[Records for this task Boundary: Start]
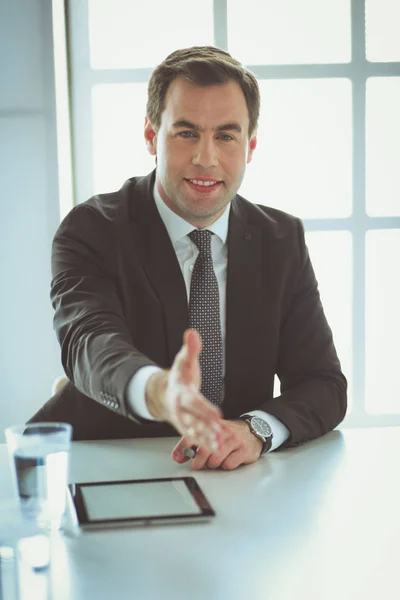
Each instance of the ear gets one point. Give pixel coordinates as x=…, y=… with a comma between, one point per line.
x=252, y=146
x=150, y=136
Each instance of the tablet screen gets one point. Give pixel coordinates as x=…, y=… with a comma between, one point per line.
x=134, y=500
x=140, y=501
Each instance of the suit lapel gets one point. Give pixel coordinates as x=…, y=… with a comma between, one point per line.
x=244, y=314
x=160, y=263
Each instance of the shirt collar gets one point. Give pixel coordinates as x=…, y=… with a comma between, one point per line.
x=178, y=228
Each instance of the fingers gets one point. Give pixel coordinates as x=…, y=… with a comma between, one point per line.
x=178, y=453
x=196, y=419
x=186, y=368
x=234, y=460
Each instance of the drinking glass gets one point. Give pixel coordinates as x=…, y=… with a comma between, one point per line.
x=39, y=454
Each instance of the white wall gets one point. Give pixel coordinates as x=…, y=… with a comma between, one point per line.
x=29, y=214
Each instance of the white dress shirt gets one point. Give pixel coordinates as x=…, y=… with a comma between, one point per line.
[Records for this task Boundary: End]
The line containing "Each instance of the drinking" and each line after it through the end of the listing above must be printed exactly, with nothing added.

Each instance of the drinking glass gets one point. Give pixel coordinates as x=…, y=… with a comma between, one point per line.
x=39, y=454
Each instance of the white wall gets one point. Give pixel coordinates as x=…, y=… with a comma between, one point per line.
x=29, y=214
Each instance of the white dress shirt gets one point. Give pixel coordinates as x=…, y=… with a comma between, one point per line.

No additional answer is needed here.